What you should do:
Copy these lines without changing anything.

Extracted entries:

= = = = = = =

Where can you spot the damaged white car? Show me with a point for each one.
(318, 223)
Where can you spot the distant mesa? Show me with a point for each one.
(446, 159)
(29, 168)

= = = = = = =

Task result:
Where can you spot the damaged white car? Show me with a point for each one.
(318, 223)
Where can you spot the distant mesa? Show me with a point for each one.
(446, 159)
(29, 168)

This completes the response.